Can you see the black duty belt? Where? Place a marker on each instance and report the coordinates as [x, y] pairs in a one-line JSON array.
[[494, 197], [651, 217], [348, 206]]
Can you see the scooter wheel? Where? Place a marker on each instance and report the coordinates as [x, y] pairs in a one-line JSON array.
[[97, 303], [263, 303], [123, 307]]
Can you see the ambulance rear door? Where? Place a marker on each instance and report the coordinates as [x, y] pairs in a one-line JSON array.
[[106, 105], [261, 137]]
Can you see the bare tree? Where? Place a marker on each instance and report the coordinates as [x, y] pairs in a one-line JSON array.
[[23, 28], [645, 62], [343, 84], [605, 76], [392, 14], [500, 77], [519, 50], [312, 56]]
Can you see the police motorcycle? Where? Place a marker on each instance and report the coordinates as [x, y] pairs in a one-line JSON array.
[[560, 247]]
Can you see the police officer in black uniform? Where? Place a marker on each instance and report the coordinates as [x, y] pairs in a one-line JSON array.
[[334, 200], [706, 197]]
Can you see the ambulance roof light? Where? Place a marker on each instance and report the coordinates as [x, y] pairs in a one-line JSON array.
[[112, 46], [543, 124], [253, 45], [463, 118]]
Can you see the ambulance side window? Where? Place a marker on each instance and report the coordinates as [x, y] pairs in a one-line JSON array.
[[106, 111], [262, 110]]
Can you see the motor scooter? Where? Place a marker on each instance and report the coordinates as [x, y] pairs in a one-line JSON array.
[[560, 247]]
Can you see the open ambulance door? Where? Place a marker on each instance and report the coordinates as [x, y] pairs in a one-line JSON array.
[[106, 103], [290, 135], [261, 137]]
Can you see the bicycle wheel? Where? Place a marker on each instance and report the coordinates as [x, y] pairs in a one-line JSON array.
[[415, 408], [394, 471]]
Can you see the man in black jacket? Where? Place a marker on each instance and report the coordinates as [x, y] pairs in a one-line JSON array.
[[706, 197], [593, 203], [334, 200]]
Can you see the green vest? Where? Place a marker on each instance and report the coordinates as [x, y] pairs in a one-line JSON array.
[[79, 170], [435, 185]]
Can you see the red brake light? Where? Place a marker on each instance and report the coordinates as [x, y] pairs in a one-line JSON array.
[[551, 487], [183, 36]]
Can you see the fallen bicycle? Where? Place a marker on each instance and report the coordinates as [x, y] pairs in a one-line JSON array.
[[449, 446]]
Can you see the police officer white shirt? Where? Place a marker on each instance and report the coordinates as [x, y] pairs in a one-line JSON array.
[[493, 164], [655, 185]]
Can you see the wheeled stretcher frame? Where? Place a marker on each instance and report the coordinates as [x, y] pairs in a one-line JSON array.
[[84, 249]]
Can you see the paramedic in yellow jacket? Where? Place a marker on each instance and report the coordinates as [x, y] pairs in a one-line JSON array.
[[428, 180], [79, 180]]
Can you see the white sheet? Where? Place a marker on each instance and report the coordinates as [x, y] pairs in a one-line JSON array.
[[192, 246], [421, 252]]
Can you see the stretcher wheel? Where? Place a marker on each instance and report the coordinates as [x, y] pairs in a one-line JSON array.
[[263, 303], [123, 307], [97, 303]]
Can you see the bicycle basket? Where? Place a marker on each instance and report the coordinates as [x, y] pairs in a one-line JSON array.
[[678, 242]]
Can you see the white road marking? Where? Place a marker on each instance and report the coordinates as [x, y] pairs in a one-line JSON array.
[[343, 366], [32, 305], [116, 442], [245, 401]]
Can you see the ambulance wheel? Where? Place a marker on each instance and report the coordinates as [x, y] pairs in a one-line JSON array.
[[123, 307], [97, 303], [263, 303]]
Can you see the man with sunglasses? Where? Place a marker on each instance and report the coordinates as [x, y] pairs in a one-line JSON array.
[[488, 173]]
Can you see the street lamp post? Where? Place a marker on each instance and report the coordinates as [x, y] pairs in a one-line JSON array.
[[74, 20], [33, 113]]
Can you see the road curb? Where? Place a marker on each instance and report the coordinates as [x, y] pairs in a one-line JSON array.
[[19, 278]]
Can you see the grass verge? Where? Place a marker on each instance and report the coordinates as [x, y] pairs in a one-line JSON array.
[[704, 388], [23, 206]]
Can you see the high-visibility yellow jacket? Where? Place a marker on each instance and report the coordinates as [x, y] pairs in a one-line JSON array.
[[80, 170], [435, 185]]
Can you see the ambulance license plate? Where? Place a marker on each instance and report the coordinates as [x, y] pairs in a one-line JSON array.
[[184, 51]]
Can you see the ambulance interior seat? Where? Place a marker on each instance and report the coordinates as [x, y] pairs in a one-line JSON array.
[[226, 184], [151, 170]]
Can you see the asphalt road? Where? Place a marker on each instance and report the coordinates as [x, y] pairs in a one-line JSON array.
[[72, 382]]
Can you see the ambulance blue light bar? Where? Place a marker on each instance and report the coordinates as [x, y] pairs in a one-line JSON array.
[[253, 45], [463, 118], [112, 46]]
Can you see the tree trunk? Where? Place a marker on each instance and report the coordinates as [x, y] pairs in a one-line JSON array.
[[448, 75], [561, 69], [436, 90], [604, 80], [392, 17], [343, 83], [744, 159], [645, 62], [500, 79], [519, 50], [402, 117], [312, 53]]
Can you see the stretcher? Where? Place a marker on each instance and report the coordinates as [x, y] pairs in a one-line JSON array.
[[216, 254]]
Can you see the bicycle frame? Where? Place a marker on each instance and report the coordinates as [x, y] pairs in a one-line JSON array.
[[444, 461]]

(TASK BRIEF): From the first line through the last, repeat the entries exactly.

(WRITTEN REPLY):
Can you see the black duty belt? Where? Place a marker on each instance and report the coordinates as [x, y] pairs in a one-line JSON array.
[[494, 197], [651, 217], [348, 206]]
Can you see the scooter wheel? Where? Place a marker on each instance and report the coordinates as [x, y] pairs in a one-line JSON array.
[[97, 303], [263, 303], [123, 307]]
Can you see the ambulance rear door? Where? Place a marker on each instance and report the coordinates as [x, y] pairs in a one-line JSON array.
[[106, 105], [261, 137]]
Can you see the bare tree? Where? Place a marker on each instance and report the coordinates as [x, y] pairs in a one-line JSON array.
[[23, 28], [645, 62], [343, 84], [605, 76], [392, 14], [500, 77], [519, 50], [312, 56]]
Can you see the police motorcycle? Where? Place a marker on each instance and report the coordinates as [x, y] pairs in a one-line JSON array.
[[560, 247]]
Can you see the police officer in black uniform? Where? Place a marker on each instance and report the coordinates as [x, y] pairs in a one-line JSON array.
[[334, 200], [706, 197]]
Can you see the ambulance roof light? Where? Place a marker on each instance and report the coordinates as [x, y] pairs in a one-line JSON array.
[[112, 46], [543, 124], [253, 45], [463, 118]]
Can you see the ambulance side window? Where? Place a marker on each instance and report the coordinates as [x, y] pairs in a one-line JSON array.
[[106, 111], [262, 110]]
Can you see the motor scooter? Where? Place a marker on each instance and report the coordinates as [x, y] pairs in a one-line JSON array.
[[560, 247]]
Can you see the open ambulance door? Where? Place a marker on each instance and report the coordinates as [x, y] pairs in a one-line JSON array.
[[106, 103], [290, 135], [261, 137]]
Can you see the bicycle wheel? Where? Place a marker on each instance and report the coordinates as [x, y] pairs in a one-line JSON array.
[[415, 408], [394, 471]]
Can you see the man in black jacket? Where? Place a marker on each instance and report the coordinates as [x, y] pairs in a one-line JSON array.
[[706, 197], [593, 203], [334, 200]]
Can you see the green vest? Where? Place a marker on each instance and report the coordinates as [x, y] pairs in a one-line JSON array.
[[79, 170], [435, 185]]
Can you see the red brake light? Where? Place a marker on each instance and report the coordinates as [x, y] pairs in a one-line JSON array.
[[551, 487], [183, 36]]
Can you see the fallen bicycle? Where? Place a marker on each instance and report the coordinates as [x, y] pairs in a one-line JSON array.
[[449, 446]]
Can you see the police officer white shirt? Where? Place a marker on each instance and report the coordinates as [x, y] pairs in a one-line JSON array.
[[493, 164], [655, 185]]
Can you see the wheeled stretcher frame? Where? Place a marker on each instance and report the coordinates as [x, y] pairs in a one-line JSON array.
[[84, 249]]
Can you see the paramedic in yellow jacket? Where? Place a marker on each instance and report the coordinates as [x, y] pairs in a one-line JSON array.
[[428, 180], [79, 180]]
Can you see the white sheet? Where? Place a marker on each instance and report the coordinates as [x, y] pairs in a one-line JSON array.
[[192, 246], [421, 252]]
Can you see the stretcher wheel? Where? Place a marker on each instance and report the coordinates as [x, y] pairs in a one-line JSON array.
[[263, 303], [123, 307], [97, 303]]
Can you see the bicycle basket? Where? Place a marker on each instance and report the coordinates as [x, y] pairs in a one-line JSON array.
[[678, 242]]
Can you see the white road marking? Where? Place a marker on each instance and report the coordinates as [x, y] pairs in a one-line JSON array.
[[343, 366], [32, 305], [116, 442], [245, 401]]
Can you see the ambulance wheel? Where? Place a marker on each instance and report the coordinates as [x, y] pairs in a one-line JSON array.
[[123, 307], [97, 303], [263, 303]]
Can you see the man with sunglasses? Where? Place a marker on each instance and report the coordinates as [x, y] pairs in a one-line JSON array.
[[488, 173]]
Can you see the street lamp post? Where? Place a marker on each instance and report the coordinates as [x, y] pairs in a one-line JSON array.
[[74, 20], [33, 113]]
Can you see the road curb? Where? Place a marker on each instance and report the coordinates as [x, y] pairs in a one-line JSON array.
[[19, 278]]
Can you see the grass verge? Where? Place a marker on each instance and report the coordinates as [x, y] pairs in a one-line JSON array.
[[704, 388], [23, 206]]
Can you see the high-visibility yellow jacket? Where? Place a marker on each instance and report the coordinates as [x, y] pairs in a one-line JSON array.
[[80, 170], [435, 185]]
Can you see the ambulance license plate? Where? Place a marker on each instance and report the coordinates as [x, y] pairs in a one-line JSON array.
[[184, 51]]
Can you see the ambulance interior seat? Where? Place a marker on each instance and report the coordinates as [x, y] pairs in a one-line JSON array.
[[226, 184], [151, 170]]
Can you see the asphalt road? Where? Place a marker on each instance and report the coordinates as [x, y] pairs in a one-line JSON array.
[[72, 382]]
Can you see the ambulance blue light bar? Where? Place a marker on each instance and report the coordinates as [x, y] pairs in a one-line JSON array.
[[253, 45], [463, 118], [112, 46]]
Can you see the tree trunk? Where? Place a marker on each instance and report the coordinates as [x, y] pairs in a one-line JSON array.
[[448, 75], [561, 69], [436, 90], [604, 80], [392, 17], [343, 83], [744, 159], [645, 62], [500, 79], [519, 50], [402, 117], [312, 53]]
Can you see the stretcher? Where? Place a marker on each instance and report the coordinates as [x, y] pairs in a one-line JSON array.
[[216, 254]]
Can you see the bicycle frame? Where? Place a marker on each instance and report the coordinates as [x, y] pairs in a one-line JSON array.
[[444, 461]]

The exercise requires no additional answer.